• To do: Reproduce all of the items below with "pixel coordinates" changed to "image coordinates" throughout and everything else unchanged. Leave out the pictures.

• Task input:

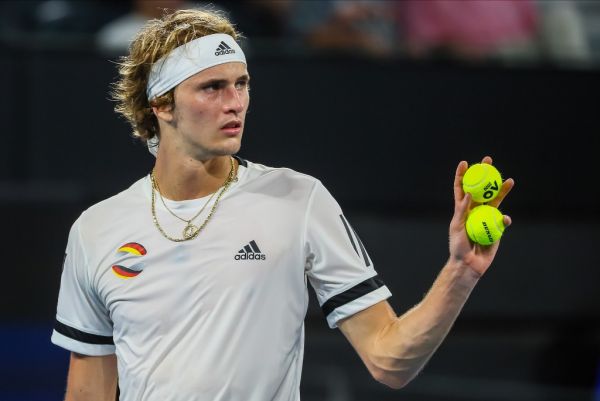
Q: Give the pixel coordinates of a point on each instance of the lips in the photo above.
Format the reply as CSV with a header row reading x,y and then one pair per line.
x,y
232,128
232,124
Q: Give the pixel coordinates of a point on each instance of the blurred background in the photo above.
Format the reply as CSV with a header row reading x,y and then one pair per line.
x,y
378,99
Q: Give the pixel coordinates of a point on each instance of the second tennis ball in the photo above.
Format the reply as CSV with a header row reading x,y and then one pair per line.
x,y
485,225
482,181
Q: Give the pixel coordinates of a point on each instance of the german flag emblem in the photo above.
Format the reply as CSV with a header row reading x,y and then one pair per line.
x,y
131,248
134,248
123,272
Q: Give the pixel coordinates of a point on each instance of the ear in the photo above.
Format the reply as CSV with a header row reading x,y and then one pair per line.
x,y
164,112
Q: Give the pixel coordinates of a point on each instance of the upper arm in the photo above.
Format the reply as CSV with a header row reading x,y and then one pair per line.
x,y
92,378
363,329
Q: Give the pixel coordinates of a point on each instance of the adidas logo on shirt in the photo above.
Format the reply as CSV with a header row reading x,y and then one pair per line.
x,y
223,49
250,252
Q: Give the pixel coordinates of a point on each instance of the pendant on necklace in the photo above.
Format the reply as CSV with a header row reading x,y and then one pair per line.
x,y
190,231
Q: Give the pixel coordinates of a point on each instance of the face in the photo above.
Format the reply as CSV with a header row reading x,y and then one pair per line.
x,y
209,113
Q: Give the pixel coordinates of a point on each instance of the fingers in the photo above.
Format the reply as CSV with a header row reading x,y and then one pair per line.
x,y
506,187
461,209
460,172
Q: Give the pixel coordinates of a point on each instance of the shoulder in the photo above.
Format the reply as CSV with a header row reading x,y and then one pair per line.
x,y
259,173
113,211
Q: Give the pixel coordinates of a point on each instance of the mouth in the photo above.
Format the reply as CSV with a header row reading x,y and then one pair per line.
x,y
232,128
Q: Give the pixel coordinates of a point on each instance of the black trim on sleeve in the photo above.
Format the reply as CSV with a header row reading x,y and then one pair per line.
x,y
80,335
241,161
351,294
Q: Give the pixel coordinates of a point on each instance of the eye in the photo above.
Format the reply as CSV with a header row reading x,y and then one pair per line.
x,y
242,84
211,87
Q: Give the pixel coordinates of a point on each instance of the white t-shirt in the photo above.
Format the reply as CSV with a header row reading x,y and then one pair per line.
x,y
219,317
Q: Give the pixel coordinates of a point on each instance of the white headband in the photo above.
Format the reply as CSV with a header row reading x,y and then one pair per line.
x,y
187,60
191,58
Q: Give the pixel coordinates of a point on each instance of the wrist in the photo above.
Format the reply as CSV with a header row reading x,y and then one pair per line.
x,y
462,271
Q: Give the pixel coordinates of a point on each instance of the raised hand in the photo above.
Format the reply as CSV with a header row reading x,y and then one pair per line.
x,y
474,256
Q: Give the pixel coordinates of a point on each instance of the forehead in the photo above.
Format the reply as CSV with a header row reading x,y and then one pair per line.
x,y
227,71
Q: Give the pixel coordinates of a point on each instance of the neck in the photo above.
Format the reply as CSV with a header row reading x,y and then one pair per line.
x,y
189,178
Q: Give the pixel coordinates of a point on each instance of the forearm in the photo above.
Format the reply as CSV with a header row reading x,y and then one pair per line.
x,y
403,347
92,378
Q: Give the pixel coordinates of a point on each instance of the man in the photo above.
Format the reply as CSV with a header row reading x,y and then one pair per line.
x,y
191,284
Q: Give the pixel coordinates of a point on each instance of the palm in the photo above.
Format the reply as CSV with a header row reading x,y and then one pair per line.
x,y
477,257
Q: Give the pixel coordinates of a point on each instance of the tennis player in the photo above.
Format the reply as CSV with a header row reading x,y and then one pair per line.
x,y
192,283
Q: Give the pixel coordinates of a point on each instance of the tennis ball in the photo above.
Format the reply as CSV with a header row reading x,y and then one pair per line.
x,y
485,225
482,181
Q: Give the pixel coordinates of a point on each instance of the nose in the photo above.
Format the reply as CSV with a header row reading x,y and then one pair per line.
x,y
234,100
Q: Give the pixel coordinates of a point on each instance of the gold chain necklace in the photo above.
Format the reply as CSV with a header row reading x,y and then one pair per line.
x,y
190,231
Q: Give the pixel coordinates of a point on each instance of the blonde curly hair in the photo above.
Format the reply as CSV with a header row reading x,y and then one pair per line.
x,y
155,40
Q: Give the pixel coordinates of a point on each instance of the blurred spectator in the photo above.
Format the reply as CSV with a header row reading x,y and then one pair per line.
x,y
563,35
114,37
363,26
467,28
54,23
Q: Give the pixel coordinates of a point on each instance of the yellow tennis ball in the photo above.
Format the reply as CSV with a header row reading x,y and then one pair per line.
x,y
482,181
485,225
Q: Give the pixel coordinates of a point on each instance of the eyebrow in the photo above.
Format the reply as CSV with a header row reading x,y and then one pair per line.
x,y
220,81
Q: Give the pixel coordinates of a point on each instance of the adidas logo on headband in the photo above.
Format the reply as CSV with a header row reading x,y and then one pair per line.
x,y
223,49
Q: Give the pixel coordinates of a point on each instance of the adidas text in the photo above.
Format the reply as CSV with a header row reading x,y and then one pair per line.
x,y
223,49
222,52
250,256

• Solution to the exercise:
Q: Give the image coordinates of a point on each instance of the lips in the photo above.
Format the reply as CSV with a header row reading x,y and then one pair per line.
x,y
232,128
232,124
Q: Give the image coordinates of a point on each instance of the blurred background in the photo above.
Format the reply as CSV with a header row reading x,y and then one pair per line.
x,y
378,99
Q: Give the image coordinates of a point on each instance of the second tennis ball in the photo above.
Format the reply as CSV with a header row reading x,y and then one pair per line.
x,y
485,225
482,181
Q: Give the image coordinates of a point on each instance of the german flag emblem in the photo above.
Format the reply as CSV with a header row reading x,y and then one pair per line.
x,y
131,248
134,248
123,272
Q: Give the image coordinates of a point on each instance of the ear in the photo above.
Format the reply as CSV with a header row reading x,y and then one pair per line.
x,y
164,112
Q: Give the image coordinates of a point on each instance of the upper arm in the photo above.
Format the reply as CSV with a header row reading x,y and then one pair per line.
x,y
92,378
363,329
Q: Give the image coordinates of a point on each instance of the adidas logo on shirt in the photo above.
Format the reply as CSV with a header row reading x,y and then one pair per line.
x,y
223,49
250,252
Q: Give the image coordinates of a point on each instance of the pendant on necklace in the photo above.
Format the reply as CSV with a header row reading x,y and then one pair per line.
x,y
190,231
Q: Give the image coordinates of a point on each instance of the face in the photo above.
Format the reply as CSV with a header row reading x,y and then one pair per line.
x,y
209,113
Q: Give the image coordinates of a point on each instance of the fingers in the photo above.
Format the reply as CSV with a header row reading x,y and then one pair per line.
x,y
506,187
461,209
460,172
Q: Give the image coordinates of a point on each instance of the shoulder in the photo above.
Format the reply as CSV with a header row reading x,y and then one pair per line.
x,y
259,173
113,211
Q: Give the image coordinates of a point on each instance of the mouth in the photo above.
Format the reply as CSV with a header row reading x,y and then one pair per line.
x,y
232,128
Q: Give the image coordinates of a point on each instance of the black trim on sleeve in the photo above.
Format the reply as CSV with a header row reading x,y and then one pair per line.
x,y
80,335
241,161
351,294
Q: Give the image coordinates of a point on each instance of the eye in the photo above.
Format the reply as CSV with a header row reading x,y and then one pair per line.
x,y
242,84
211,87
Q: Give the image coordinates of a point on each instance of the white t-shirt in the photo above.
Format the reply as CSV with a header row reading x,y and then one pair per line.
x,y
219,317
Q: Give the image coordinates of a point on each instance of the white headband in the photo above.
Format the reply as CSV with a header row reading x,y and then one pair per line.
x,y
187,60
191,58
Q: Give the image coordinates of a point on each instance of the wrist in the photo above.
Format the reply as CSV with a header row reading x,y and then one pair per line.
x,y
462,271
Q: Give the image coordinates of a point on each instance of the raised hand in the photo above.
Format the reply as CSV with a header row reading x,y and then one pair per line.
x,y
474,256
Q: Give the image coordinates of a point on each instance of the forehead in the photo above.
Format the reply as CSV with a header row reading x,y and then one pair per line.
x,y
227,71
Q: Give the image coordinates of a point on each instance of the neck in the photo above.
Format the reply as CSV with a header row reading x,y and then one pair per line.
x,y
189,178
Q: Give the image coordinates of a point on each instance of the forearm in the photo above.
Format the reply as CSV with a header row reading x,y and then one pair per line.
x,y
403,347
92,378
Q: Give the image coordinates of a point on each instance of the man in the photo above.
Format the reply as CSV with a header row reading x,y and then one pair per line.
x,y
191,284
Q: Give the image coordinates of a point on each instance of the palm in the photo above.
Format the reply as CSV with a header row reading x,y and then one pair per line.
x,y
477,257
Q: Give the image coordinates of a point on each instance of the tennis player in the photo above.
Format the reply as CSV with a header row reading x,y and then one pair per line.
x,y
192,283
Q: Give the image coordinates of a point on each instance of the tennis ball in the photo above.
Format the reply as CSV with a header row reading x,y and then one pair per line.
x,y
485,225
482,181
Q: Give the image coordinates of a point on each instance of the nose in the photo above.
Format the reply as CSV with a header row reading x,y and then one pair per line.
x,y
234,100
Q: Give the image coordinates of a point on each instance of the gold chain necklace in the photo above.
Format the reply as CSV with a header row reading x,y and then one pair per line.
x,y
190,231
Q: Give the image coordinates of a point on each instance of the blonde curly hair in the photo above.
Format the reply as CSV with a header row reading x,y and then one pair per line.
x,y
155,40
Q: Give the image coordinates of a point on each instance of the blurred spectator in the photo above.
Format the reply as CSV with a header row reading x,y and then one pair per line.
x,y
563,35
114,37
363,26
467,28
54,23
Q: Give the image coordinates of a point on each instance of the yellow tennis ball in the photo above.
Format the reply as CSV with a header row reading x,y and then one pair per line.
x,y
482,181
485,225
Q: Give the image coordinates of a point on each instance of the eyebrow in the photo above.
Format the reply as CSV with a header row reading x,y and then one pair per line.
x,y
220,81
Q: Give the image coordinates of a point on each instance of the adidas logo on headband in the photo above.
Format the reply as CSV with a header row reading x,y and then one pair per line.
x,y
223,49
Q: Give the image coordinates of a point on each instance of the adidas text in the photo above.
Format the reply as CSV with a header row reading x,y and then one pair per line.
x,y
223,49
222,52
250,256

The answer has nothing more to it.